▶ _Texto base_:
◆ ◆ ◆ ◆ ◆ ◆ ◆

Los colores suscitan emociones, influyen no sólo en el ánimo, sino en la composición del marco mental que nos hacemos acerca de lugares o personas, y según Goethe –que soñaba con ser pintor– poseen un efecto sensible-moral: no se viste a los bebés de negro ni las novias se casan de rojo, al tiempo que las tiendas de lujo reniegan del verde menta, un color más eficaz en el supermercado. La carga histórica y semántica se incrusta a la tonalidad: Judas vestía una túnica amarilla, yellow también significa cobarde y, en Francia, a la risa falsa se la denomina risa amarilla. La advertencia se sigue señalando en dicho color: hace años distinguía a los judíos o las madres solteras a fin de segregarlos, mientras que hoy es el color de los chalecos fluorescentes en la carretera. Por el contrario, el color tradicional de la pureza, el blanco, ha ampliado su campo de identificación y ahora representa tanto modernidad como perfección, lujo y calidad.
“Definir el color no es un ejercicio fácil”, asegura el historiador francés Michel Pastoureau, experto en colores y símbolos, que explica cómo los significados no sólo han ido variando a través de épocas y sociedades, sino que delimitan fronteras culturales. El luto, por ejemplo, se viste de negro en todo Occidente, mientras en Sudáfrica se identifica con el rojo, en Egipto con el amarillo, con el marrón en India o en China con el blanco. Neurólogos y antropólogos han estudiado las emociones que suscitan los colores y que se encuadran en dos grupos: “cálido/frío”, “activo/pasivo” o “pesado/ligero”, que son reactivas, innatas e independientes de factores como la nacionalidad o el nivel de formación y, por otro lado, la respuesta emocional del “gusta/no gusta” que pertenece a las llamadas preferencias –debido a su carácter reflexivo– que dependen del contexto y la experiencia previa del observador con los estímulos cromáticos.
En su recién publicado Los colores de nuestros recuerdos (Periférica), Pastoureau rememora un episodio de su juventud que tiene mucho que ver: enero de 1961, dos compañeras de instituto –de 11 y 14 años– son expulsadas durante una semana por vestir pantalones, prohibidos entonces a las féminas salvo en días de mucho frío. Lo hacía, y no se trataba de vaqueros, vetados por considerarse indecentes. ¿Qué podían tener sus pantalones para merecer tal castigo? Su color. “¡Nada de rojo en un centro escolar de la República Francesa!”, escribe. Han pasado cincuenta y seis años, pero los colores siguen dividiendo. En España, el sentido de la palabra rojo aún produce a la derechona síntomas parecidos a los de la hernia de hiato.
El rojo se asocia con fuego y pasión, acción, fuerza y poder, pero también con peligro, sangre y guerra. Por ello, el espinoso escarlata de la rosa socialista, tras las primarias del PSOE, nos devuelve aquella pregunta de aquel pintor frustrado que fue Goethe: “¿Un vestido rojo sigue siendo rojo cuando nadie lo mira?”.

◆ ◆ ◆ ◆ ◆ ◆ ◆

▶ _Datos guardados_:

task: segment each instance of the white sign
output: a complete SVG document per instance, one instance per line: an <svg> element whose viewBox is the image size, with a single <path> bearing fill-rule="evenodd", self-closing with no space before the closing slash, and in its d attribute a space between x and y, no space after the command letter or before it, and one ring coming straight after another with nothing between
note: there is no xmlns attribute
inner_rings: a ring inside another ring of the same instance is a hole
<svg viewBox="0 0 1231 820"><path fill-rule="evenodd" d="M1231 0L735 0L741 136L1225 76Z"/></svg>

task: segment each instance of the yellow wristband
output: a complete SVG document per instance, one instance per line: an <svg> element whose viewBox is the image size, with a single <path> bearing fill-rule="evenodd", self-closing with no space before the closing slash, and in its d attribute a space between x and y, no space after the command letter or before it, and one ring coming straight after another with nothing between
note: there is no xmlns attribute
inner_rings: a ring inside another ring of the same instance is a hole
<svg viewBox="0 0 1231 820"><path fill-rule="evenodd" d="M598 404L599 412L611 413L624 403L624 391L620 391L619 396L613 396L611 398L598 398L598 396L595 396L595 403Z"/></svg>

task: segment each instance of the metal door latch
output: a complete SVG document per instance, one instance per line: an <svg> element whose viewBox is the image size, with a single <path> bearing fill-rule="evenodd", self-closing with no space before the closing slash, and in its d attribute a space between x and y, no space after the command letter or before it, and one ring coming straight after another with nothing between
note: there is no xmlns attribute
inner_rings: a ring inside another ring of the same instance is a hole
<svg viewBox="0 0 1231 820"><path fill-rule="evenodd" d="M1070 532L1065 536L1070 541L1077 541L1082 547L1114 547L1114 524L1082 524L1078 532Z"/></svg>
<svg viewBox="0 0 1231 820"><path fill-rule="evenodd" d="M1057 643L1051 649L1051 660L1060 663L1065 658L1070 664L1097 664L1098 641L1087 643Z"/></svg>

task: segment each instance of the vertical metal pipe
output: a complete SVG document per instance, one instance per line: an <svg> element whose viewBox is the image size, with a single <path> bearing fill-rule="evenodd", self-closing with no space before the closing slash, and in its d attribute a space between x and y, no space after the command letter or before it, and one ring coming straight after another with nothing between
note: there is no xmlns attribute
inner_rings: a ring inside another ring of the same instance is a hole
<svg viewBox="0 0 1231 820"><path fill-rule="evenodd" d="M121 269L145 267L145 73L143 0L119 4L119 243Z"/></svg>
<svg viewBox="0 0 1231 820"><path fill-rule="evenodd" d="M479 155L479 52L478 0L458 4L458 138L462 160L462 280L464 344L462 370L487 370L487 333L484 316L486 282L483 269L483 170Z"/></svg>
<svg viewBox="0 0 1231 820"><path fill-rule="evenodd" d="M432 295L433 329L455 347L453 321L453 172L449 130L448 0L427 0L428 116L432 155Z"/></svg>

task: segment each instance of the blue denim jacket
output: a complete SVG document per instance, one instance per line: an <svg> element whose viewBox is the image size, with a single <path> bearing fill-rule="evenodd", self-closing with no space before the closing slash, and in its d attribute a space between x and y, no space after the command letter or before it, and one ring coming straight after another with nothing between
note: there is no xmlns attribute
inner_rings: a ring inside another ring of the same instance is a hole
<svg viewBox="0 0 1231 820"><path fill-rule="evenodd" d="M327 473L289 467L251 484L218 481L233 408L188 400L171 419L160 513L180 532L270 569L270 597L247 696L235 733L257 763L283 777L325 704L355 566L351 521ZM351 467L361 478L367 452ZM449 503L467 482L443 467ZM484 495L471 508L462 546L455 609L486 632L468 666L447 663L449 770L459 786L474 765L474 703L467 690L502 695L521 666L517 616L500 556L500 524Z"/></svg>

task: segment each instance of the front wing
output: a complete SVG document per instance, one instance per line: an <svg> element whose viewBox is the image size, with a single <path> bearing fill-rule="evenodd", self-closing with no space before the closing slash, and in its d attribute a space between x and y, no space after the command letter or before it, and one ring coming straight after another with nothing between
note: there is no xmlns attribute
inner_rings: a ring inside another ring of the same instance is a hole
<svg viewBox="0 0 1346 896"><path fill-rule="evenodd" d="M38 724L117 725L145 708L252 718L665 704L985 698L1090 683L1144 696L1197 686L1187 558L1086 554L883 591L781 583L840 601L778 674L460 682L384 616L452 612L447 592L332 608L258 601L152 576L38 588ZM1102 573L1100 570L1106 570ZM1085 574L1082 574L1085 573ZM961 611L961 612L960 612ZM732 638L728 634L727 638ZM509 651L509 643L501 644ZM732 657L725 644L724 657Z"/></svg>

◆ ◆ ◆ ◆ ◆ ◆ ◆

▶ _Ejercicios_:
a. Haz una lista de todos los colores del luto que nombra el texto sobre los colores, con el lugar que corresponde a cada uno.
b. En el texto sobre los colores, ¿cuánto tiempo duró la expulsión de las dos compañeras de instituto?
c. Copia tal cual el trozo del texto sobre los colores que empieza en "En su recién" y acaba en "hernia de hiato.".
Para responder, usa solamente el texto y deja de lado los datos.

▶ _Respuestas_:
a.
- Negro: Occidente
- Rojo: Sudáfrica
- Amarillo: Egipto
- Marrón: India
- Blanco: China

b. Una semana.

c.
En su recién publicado Los colores de nuestros recuerdos (Periférica), Pastoureau rememora un episodio de su juventud que tiene mucho que ver: enero de 1961, dos compañeras de instituto –de 11 y 14 años– son expulsadas durante una semana por vestir pantalones, prohibidos entonces a las féminas salvo en días de mucho frío. Lo hacía, y no se trataba de vaqueros, vetados por considerarse indecentes. ¿Qué podían tener sus pantalones para merecer tal castigo? Su color. “¡Nada de rojo en un centro escolar de la República Francesa!”, escribe. Han pasado cincuenta y seis años, pero los colores siguen dividiendo. En España, el sentido de la palabra rojo aún produce a la derechona síntomas parecidos a los de la hernia de hiato.